>> start

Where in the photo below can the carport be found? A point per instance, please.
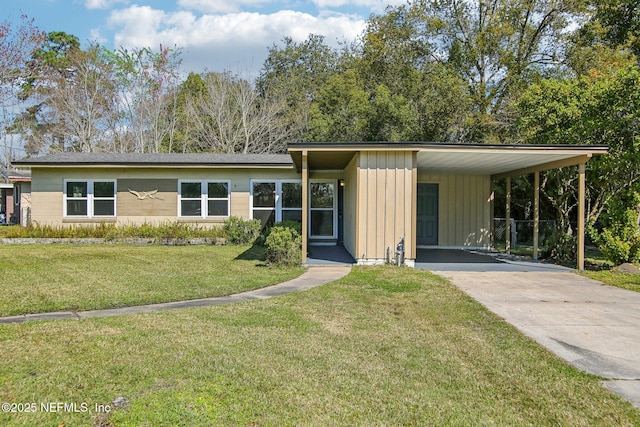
(425, 195)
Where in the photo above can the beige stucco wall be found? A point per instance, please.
(385, 204)
(464, 209)
(47, 191)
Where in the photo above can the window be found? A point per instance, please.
(276, 201)
(203, 199)
(90, 198)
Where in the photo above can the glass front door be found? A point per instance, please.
(322, 204)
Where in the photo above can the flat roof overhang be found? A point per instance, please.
(498, 161)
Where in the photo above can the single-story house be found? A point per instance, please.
(367, 196)
(15, 200)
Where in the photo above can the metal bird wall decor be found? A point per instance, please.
(141, 195)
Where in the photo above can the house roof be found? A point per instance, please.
(466, 159)
(159, 160)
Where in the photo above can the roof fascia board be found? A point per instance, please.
(457, 148)
(158, 166)
(571, 161)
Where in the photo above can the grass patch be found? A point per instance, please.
(169, 230)
(383, 346)
(42, 278)
(614, 278)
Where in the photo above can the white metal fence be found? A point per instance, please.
(522, 231)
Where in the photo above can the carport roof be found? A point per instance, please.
(467, 159)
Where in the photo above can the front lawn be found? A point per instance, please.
(614, 278)
(41, 278)
(382, 346)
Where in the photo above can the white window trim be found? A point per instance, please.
(90, 198)
(204, 198)
(334, 208)
(278, 207)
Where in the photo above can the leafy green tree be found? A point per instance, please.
(599, 109)
(430, 101)
(341, 110)
(609, 40)
(496, 47)
(184, 139)
(294, 74)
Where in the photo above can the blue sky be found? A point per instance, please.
(213, 35)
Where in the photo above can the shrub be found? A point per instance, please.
(169, 230)
(563, 250)
(240, 232)
(284, 246)
(619, 239)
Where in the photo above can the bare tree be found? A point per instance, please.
(16, 46)
(231, 117)
(148, 84)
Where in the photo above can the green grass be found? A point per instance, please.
(42, 278)
(107, 231)
(614, 278)
(383, 346)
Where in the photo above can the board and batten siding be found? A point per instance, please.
(385, 204)
(47, 191)
(464, 209)
(350, 208)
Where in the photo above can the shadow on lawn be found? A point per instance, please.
(254, 253)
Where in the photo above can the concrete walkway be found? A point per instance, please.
(594, 327)
(314, 276)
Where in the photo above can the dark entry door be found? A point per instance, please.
(427, 215)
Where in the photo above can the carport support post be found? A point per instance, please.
(305, 202)
(507, 242)
(536, 212)
(581, 192)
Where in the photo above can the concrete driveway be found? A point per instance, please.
(594, 327)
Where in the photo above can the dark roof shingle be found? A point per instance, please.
(160, 159)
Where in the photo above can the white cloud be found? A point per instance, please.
(103, 4)
(219, 6)
(235, 41)
(376, 6)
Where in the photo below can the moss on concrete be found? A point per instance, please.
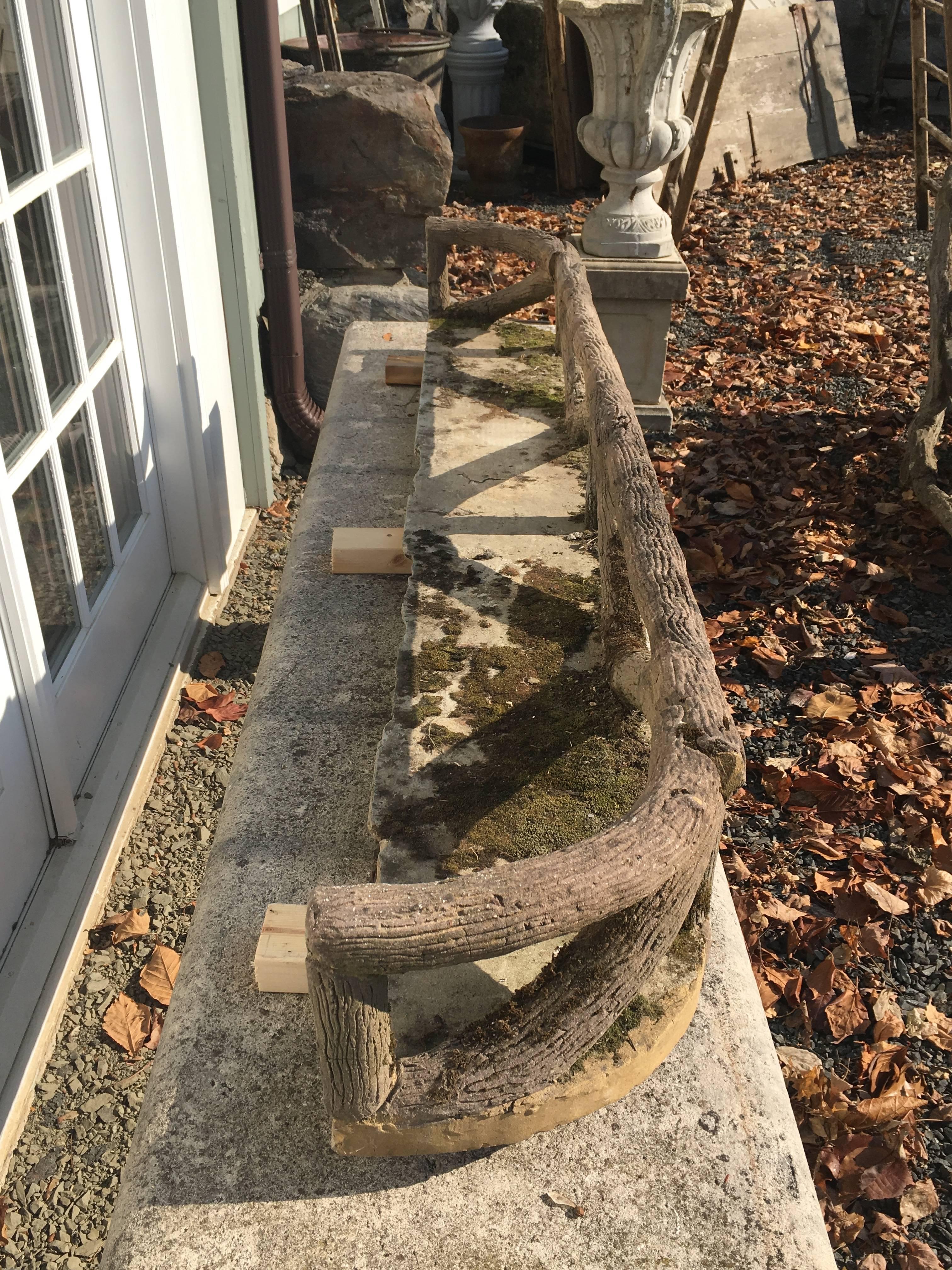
(563, 758)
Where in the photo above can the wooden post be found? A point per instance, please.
(921, 112)
(564, 140)
(311, 32)
(702, 125)
(702, 77)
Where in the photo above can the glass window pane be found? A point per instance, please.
(17, 144)
(49, 38)
(86, 507)
(20, 417)
(41, 265)
(46, 564)
(117, 453)
(87, 263)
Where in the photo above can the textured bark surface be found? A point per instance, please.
(444, 233)
(359, 1068)
(921, 468)
(557, 1019)
(630, 888)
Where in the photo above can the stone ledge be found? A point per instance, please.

>> end

__Set exercise__. Copy the lines above word for word, from the line containing "Where in the photo above can the textured" up to and including the final line.

__Output below__.
Where in the photo above can the textured bark surface be found? A point per instance, please.
(444, 233)
(359, 1068)
(921, 468)
(557, 1019)
(630, 888)
Where in the photo above can the stone ledge be found? A point per instance, please.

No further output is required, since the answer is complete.